## Text segment
————

Quickstart

Phenofhy helps you extract, process, and summarize OFH phenotype data inside the TRE, and also supports local testing on simulated data.

Prerequisites

You are running inside the OFH TRE with the dx toolkit available.
config.json is available in /mnt/project/helpers (Phenofhy uses it to resolve files).
If you have not uploaded Phenofhy to the TRE yet, see the Installation page.

For local testing, you can skip TRE prerequisites and start with simulated data (see Simulating data locally).

Download Phenofhy into your JupyterLab session

Before running the workflow, download the Phenofhy package into your JupyterLab Spark instance using dx. Replace project_name with your TRE project name:

python

!dx download "project_name:/applets/phenofhy/" -r

This assumes Phenofhy was uploaded under the applets folder and contains the beta source code (i.e., Python modules).

Minimal workflow

python

from phenofhy import extract, process, calculate, profile, utils

# 1) Extract a small set of fields
extract.fields(
    output_file="outputs/raw/phenos.csv",
    fields=[
        "participant.registration_year",
        "participant.registration_month",
        "participant.birth_year",
        "participant.birth_month",
        "participant.demog_sex_2_1",
        "questionnaire.smoke_status_2_1",
    ],
)

————

## What the task asks
Revise the quickstart guide starting at "Download Phenofhy into" and ending at "(i.e., Python modules).", changing "JupyterLab" to "VS Code" throughout. Use nothing but the quickstart guide to respond.

## Rows
————

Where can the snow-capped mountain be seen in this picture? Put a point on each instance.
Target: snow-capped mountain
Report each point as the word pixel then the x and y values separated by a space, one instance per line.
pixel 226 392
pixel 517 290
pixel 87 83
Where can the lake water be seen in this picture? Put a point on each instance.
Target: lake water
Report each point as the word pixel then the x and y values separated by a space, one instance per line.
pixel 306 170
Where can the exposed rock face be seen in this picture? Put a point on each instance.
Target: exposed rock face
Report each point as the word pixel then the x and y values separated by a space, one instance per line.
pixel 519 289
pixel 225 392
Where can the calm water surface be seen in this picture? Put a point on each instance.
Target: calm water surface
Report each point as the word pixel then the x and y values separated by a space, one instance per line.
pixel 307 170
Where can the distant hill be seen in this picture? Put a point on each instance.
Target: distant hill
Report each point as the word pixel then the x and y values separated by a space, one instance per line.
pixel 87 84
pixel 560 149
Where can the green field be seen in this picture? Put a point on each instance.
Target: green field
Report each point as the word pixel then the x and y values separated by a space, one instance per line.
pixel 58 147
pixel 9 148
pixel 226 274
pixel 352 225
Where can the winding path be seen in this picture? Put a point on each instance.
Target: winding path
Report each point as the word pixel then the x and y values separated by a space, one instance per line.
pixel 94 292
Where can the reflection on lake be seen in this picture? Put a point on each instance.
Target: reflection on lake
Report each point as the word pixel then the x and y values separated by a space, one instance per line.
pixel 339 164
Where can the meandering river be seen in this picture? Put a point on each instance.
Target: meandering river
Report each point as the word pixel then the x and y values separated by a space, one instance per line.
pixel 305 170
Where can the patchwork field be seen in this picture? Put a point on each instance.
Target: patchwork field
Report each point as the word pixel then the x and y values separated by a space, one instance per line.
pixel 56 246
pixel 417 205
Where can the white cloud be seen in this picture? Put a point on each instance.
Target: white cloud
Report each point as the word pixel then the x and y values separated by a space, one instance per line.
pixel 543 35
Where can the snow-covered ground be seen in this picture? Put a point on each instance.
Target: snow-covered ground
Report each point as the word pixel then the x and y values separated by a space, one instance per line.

————

## Reply to the exercise
Download Phenofhy into your VS Code session

Before running the workflow, download the Phenofhy package into your VS Code Spark instance using dx. Replace project_name with your TRE project name:

python

!dx download "project_name:/applets/phenofhy/" -r

This assumes Phenofhy was uploaded under the applets folder and contains the beta source code (i.e., Python modules).